▶ _TASK TO COMPLETE_: Copy out the data below as written; omit any images.

*** Opening STORED DATA ***

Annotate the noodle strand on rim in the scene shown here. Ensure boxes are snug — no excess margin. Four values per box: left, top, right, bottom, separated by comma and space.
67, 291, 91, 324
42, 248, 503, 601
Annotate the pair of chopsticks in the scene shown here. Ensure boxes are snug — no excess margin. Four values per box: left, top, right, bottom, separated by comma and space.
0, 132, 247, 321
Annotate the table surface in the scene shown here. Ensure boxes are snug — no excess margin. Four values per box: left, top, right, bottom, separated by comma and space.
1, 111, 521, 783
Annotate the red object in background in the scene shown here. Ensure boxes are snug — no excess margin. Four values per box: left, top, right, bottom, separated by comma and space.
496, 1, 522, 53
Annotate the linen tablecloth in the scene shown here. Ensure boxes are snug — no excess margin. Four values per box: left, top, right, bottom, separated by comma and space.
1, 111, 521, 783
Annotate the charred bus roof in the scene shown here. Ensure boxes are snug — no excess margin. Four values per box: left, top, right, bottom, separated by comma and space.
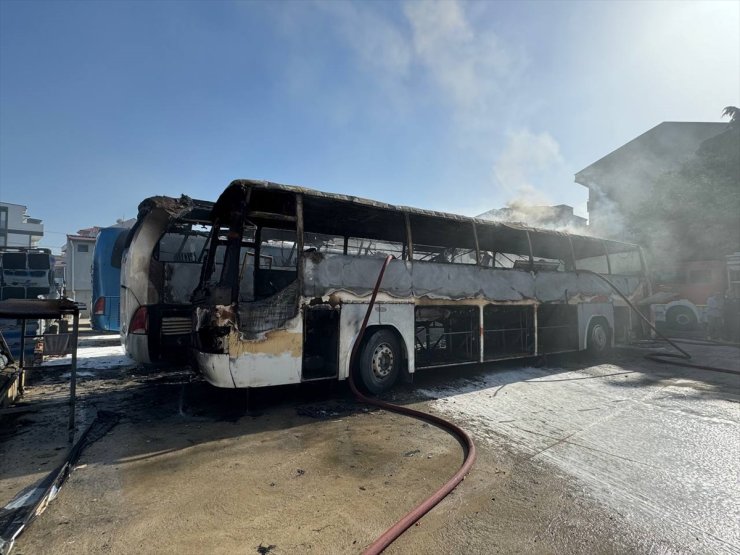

*** Closing STORED DATA ***

▶ _RESPONSE TO THIS EXERCISE_:
Annotate the noodle strand on rim in the scene shown here. Ensure boxes are snug — no excess margin. Four values per box: left, top, right, bottom, separated by comma and space.
67, 291, 91, 324
42, 248, 503, 601
Annotate the pair of chopsticks in the scene shown here. Ensure boxes are snug — no excess margin. Four values per box: left, top, right, bottom, separated by comma and space.
0, 132, 247, 321
Annotate the table surface in the scene shown here. Ensure boxes are snug — no excess margin. Four values per box: left, top, right, bottom, separated by comma and space.
1, 111, 521, 783
Annotate the red object in background in the scene shown here. Ensure boxes are snug — no excess margin. Four values per box: left, top, right, bottom, separated by comma and space.
496, 1, 522, 53
Annotate the linen tablecloth in the scene shown here. Ensure boxes are snug — no excess margin. Four values per box: left, top, right, bottom, separated by comma and space.
1, 111, 521, 783
Annotate the charred bus roof in the scene shown here. Ensure boxes are snug — no excess margin. Four values per box: left, top, right, bottom, separated by comma and space.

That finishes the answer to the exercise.